** Opening Excerpted records block **

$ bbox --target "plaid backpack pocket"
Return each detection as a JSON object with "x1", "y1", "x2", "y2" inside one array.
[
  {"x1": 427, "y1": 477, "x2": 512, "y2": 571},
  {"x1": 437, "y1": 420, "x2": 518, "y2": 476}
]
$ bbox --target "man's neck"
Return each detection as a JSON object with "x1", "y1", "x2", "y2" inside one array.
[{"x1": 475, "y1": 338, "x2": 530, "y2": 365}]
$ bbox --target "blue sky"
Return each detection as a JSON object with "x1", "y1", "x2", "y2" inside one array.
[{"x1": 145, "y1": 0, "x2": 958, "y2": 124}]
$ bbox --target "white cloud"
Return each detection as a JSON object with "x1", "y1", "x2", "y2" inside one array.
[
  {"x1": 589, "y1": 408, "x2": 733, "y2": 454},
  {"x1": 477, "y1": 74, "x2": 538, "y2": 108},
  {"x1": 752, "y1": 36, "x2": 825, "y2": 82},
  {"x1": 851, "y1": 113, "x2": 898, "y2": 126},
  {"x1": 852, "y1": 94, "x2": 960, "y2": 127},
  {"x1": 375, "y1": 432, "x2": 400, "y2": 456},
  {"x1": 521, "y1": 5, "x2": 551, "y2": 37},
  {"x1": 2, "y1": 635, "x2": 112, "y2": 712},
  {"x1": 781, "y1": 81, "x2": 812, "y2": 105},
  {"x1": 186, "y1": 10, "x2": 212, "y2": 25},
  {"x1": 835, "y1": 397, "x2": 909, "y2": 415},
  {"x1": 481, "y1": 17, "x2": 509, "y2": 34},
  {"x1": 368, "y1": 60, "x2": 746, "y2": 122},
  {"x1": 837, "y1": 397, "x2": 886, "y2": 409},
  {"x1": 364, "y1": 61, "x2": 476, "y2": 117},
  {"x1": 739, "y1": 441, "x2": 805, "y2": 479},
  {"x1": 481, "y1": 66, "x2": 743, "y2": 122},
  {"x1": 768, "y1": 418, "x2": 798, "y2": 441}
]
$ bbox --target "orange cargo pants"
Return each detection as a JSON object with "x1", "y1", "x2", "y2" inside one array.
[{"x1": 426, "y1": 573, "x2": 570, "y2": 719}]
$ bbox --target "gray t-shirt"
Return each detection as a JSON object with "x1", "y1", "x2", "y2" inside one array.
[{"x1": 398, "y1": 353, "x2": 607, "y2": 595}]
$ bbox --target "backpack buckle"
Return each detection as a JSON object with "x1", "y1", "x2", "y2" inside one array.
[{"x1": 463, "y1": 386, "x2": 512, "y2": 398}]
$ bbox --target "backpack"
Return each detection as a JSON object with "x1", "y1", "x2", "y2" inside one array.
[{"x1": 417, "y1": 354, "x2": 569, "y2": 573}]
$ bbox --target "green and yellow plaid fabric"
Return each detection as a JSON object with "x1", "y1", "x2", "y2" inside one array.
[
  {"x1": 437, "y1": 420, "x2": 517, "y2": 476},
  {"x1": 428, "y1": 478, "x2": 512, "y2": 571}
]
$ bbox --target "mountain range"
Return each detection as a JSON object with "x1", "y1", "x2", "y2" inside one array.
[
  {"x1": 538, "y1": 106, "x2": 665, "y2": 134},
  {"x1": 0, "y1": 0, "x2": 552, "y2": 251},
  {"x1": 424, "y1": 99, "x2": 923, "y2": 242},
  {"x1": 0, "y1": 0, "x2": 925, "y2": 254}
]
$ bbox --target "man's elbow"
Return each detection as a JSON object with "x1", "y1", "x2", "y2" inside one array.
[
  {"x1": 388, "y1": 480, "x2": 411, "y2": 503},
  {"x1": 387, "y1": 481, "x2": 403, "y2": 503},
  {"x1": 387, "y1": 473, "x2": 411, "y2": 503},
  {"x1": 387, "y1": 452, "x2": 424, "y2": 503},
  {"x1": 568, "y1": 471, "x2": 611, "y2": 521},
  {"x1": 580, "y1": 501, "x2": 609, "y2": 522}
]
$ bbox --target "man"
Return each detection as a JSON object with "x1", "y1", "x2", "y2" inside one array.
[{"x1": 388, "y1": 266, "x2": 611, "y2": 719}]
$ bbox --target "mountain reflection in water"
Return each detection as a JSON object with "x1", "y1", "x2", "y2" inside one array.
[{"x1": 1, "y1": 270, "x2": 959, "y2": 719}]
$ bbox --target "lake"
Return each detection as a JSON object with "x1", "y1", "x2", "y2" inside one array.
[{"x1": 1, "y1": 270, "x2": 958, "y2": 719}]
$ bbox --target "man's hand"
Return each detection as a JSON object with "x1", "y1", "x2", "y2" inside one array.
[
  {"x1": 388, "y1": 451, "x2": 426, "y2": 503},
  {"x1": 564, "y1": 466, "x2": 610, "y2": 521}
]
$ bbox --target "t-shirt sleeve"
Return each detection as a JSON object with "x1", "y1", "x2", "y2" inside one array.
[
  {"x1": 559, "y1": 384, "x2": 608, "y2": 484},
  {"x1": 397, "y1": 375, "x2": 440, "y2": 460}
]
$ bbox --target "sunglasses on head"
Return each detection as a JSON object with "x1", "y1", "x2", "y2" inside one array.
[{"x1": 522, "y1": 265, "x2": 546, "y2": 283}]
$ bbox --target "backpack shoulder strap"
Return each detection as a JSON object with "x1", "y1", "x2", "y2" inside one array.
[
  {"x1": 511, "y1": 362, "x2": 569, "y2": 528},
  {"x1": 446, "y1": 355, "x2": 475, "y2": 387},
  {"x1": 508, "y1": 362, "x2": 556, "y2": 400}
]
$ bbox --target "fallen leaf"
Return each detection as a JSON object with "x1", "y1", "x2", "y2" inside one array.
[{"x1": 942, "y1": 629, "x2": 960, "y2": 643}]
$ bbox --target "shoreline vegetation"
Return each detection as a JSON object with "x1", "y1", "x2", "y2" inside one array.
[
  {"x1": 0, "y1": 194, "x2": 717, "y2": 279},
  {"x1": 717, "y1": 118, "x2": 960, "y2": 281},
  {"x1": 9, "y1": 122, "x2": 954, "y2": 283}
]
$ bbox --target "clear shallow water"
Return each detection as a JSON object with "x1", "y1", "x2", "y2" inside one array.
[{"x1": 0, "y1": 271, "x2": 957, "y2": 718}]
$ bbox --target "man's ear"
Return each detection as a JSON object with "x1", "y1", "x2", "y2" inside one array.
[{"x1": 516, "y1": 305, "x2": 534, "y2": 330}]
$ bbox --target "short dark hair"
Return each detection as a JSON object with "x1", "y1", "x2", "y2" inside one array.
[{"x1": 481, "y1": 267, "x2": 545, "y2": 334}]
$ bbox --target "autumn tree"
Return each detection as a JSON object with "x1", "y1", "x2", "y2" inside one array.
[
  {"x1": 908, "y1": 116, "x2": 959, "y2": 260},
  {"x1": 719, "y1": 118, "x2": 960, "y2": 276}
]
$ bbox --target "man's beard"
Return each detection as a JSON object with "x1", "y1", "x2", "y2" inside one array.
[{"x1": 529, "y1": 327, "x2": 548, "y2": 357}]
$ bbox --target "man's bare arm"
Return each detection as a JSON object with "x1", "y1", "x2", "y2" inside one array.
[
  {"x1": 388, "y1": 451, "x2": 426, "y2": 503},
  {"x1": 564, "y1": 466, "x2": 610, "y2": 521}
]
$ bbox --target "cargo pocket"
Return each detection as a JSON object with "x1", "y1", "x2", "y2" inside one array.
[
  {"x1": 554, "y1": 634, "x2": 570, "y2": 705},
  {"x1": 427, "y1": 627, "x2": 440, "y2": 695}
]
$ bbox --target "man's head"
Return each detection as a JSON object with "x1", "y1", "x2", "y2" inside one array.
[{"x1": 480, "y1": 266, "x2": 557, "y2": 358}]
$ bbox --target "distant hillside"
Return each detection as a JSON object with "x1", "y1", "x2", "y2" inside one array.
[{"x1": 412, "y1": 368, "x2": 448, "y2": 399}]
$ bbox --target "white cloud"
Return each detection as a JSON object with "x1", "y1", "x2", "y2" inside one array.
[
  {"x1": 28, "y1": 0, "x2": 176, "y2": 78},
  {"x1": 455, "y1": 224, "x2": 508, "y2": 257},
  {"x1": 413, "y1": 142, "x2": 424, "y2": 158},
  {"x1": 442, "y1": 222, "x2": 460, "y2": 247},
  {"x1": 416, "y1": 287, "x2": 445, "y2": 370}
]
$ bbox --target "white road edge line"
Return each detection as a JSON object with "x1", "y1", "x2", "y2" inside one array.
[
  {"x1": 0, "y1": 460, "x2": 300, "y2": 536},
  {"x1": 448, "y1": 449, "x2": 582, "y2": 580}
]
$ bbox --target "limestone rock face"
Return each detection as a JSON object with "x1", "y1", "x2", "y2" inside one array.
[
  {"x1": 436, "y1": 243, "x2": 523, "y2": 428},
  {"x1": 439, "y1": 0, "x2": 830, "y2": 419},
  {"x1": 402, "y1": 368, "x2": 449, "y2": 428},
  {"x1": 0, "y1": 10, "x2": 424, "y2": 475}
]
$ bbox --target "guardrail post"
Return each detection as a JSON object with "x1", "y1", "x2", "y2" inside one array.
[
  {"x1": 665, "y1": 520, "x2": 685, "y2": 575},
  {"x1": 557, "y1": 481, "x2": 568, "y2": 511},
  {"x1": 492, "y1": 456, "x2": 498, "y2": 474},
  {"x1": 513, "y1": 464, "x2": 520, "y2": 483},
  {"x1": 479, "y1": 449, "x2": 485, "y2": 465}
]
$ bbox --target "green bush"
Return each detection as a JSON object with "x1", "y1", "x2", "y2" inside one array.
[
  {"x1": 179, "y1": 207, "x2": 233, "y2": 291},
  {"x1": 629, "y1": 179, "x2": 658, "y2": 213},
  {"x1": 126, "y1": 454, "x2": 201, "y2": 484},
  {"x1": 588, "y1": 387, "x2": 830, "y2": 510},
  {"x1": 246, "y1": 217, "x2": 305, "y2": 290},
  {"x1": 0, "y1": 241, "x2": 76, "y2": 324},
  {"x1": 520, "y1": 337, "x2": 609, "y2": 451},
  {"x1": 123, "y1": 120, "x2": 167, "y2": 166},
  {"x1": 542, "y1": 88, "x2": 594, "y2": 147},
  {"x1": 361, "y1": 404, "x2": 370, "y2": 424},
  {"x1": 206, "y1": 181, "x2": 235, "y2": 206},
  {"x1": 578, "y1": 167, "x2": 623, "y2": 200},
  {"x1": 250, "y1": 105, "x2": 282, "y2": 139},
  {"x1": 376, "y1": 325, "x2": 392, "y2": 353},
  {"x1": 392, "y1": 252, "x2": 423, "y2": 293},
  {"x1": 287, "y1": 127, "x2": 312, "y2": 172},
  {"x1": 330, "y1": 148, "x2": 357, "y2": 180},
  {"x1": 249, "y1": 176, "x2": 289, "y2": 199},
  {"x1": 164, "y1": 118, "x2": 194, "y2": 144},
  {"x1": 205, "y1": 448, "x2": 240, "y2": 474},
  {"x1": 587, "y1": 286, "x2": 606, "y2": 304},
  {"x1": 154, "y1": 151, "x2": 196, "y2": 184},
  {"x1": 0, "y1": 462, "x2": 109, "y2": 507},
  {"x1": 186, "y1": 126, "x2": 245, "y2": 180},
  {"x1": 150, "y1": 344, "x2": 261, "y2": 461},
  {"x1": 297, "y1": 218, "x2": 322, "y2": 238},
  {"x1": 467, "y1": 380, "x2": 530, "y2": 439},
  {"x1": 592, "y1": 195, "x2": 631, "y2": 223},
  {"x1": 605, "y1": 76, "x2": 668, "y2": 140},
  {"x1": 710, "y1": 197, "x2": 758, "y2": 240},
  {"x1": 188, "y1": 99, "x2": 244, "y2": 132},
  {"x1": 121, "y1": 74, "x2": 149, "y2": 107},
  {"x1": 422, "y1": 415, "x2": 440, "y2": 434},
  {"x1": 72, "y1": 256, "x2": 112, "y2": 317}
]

** Closing Excerpted records block **

◆ **Work to be completed**:
Please go over the data above and copy each line with "water" in it.

◆ **Response to the task**:
$ bbox --target "mountain reflection in water"
$ bbox --target "clear shallow water"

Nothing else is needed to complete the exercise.